Laser cutting works by directing the output of a high-power laser,
by computer, at the material to be cut. The material then either
melts, burns, vaporizes away, or is blown away by a jet of gas,
leaving an edge with a high-quality surface finish. Industrial laser
cutters are used to cut flat-sheet material as well as structural
and piping materials.

Advantages of laser cutting over mechanical cutting include


easier workholding and reduced contamination of workpiece
(since there is no cutting edge which can become contaminated
by the material or contaminate the material). Precision may be
better, since the laser beam does not wear during the process.
There is also a reduced chance of warping the material that is
being cut, as laser systems have a small heat-affected zone.
Some materials are also very difficult or impossible to cut by
more traditional means.

Laser cutting for metals has the advantages over plasma


cutting of being more precise and using less energy when
cutting sheet metal, however, most industrial lasers cannot
cut through the greater metal thickness that plasma can. Newer
lasers machines operating at higher power (6000 watts, as
contrasted with early laser cutting machines' 1500 watt
ratings) are approaching plasma machines in their ability to
cut through thick materials, but the capital cost of such
machines is much higher than that of plasma cutting machines
capable of cutting thick materials like steel plate.

The main disadvantage of laser cutting is the high power


consumption. Industrial laser efficiency may range from 5% to 15%.

REQUIRED WORK —
1: Print the passage on laser cutting between "easier workholding and" and "more traditional means.", inclusive.
2: Rewrite the rows between the line holding "the jacket collar" and the end of the rows, inclusive, replacing "drop one dot" with "place one point" and leaving everything else unchanged. Give only those lines.
The passage on laser cutting and the rows come from separate, unrelated sources.

AVAILABLE RECORDS —
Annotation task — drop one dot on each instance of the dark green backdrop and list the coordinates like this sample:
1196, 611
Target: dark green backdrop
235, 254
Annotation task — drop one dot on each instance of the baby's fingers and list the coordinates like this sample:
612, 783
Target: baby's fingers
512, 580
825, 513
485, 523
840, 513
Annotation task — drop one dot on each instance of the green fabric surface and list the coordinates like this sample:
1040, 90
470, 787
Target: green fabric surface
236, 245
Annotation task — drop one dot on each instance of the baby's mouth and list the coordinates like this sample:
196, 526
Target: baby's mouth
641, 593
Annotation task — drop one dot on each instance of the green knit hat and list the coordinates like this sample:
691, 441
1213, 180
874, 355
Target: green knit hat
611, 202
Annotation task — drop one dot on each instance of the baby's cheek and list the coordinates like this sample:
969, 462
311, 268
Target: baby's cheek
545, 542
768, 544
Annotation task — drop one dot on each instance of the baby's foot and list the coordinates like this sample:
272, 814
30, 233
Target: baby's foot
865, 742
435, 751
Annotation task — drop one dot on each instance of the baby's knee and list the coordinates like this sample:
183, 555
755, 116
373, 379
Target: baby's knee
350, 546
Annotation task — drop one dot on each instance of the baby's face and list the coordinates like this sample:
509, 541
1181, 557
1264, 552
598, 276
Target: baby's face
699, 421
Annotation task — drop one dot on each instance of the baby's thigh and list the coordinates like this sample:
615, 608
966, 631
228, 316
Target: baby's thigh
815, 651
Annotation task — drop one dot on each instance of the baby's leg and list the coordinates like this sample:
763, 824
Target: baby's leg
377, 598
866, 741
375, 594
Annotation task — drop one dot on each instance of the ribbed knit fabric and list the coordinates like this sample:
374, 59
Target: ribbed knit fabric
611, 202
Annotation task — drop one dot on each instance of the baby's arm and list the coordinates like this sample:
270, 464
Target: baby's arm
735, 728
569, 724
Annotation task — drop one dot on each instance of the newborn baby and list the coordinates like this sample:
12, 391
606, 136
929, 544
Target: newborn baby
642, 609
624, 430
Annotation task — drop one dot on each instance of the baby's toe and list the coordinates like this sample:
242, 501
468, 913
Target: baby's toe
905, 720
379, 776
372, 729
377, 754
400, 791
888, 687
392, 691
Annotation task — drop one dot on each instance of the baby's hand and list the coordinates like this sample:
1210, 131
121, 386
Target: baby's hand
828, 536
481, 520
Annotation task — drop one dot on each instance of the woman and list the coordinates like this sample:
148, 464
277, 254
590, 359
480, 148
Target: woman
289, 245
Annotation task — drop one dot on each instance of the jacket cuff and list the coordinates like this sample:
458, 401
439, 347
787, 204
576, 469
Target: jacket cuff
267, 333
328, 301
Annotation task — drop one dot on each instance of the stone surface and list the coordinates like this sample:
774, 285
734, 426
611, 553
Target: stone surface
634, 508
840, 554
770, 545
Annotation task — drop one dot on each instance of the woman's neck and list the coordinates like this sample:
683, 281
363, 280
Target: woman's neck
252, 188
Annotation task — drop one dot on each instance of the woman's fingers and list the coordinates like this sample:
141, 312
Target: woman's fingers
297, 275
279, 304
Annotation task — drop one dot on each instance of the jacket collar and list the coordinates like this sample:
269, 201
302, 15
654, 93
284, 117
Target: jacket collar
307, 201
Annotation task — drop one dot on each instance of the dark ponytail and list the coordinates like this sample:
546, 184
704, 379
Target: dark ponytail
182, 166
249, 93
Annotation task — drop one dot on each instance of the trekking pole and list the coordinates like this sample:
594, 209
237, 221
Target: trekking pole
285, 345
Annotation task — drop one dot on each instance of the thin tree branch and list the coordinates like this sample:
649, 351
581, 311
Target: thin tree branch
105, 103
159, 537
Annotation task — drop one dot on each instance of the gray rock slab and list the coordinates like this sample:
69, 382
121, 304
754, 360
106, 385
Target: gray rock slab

TASK SOLUTIONS —
1:
easier workholding and reduced contamination of workpiece
(since there is no cutting edge which can become contaminated
by the material or contaminate the material). Precision may be
better, since the laser beam does not wear during the process.
There is also a reduced chance of warping the material that is
being cut, as laser systems have a small heat-affected zone.
Some materials are also very difficult or impossible to cut by
more traditional means.

2:
Annotation task — place one point on each instance of the jacket collar and list the coordinates like this sample:
269, 201
302, 15
654, 93
284, 117
Target: jacket collar
307, 201
Annotation task — place one point on each instance of the dark ponytail and list the coordinates like this sample:
546, 184
704, 379
Target: dark ponytail
182, 166
249, 93
Annotation task — place one point on each instance of the trekking pole and list the coordinates like this sample:
594, 209
237, 221
Target: trekking pole
285, 345
Annotation task — place one point on each instance of the thin tree branch and list the coordinates like this sample:
649, 351
581, 311
Target: thin tree branch
105, 103
159, 537
Annotation task — place one point on each instance of the gray rock slab and list the coordinates like this sample:
69, 382
121, 304
754, 360
106, 385
Target: gray rock slab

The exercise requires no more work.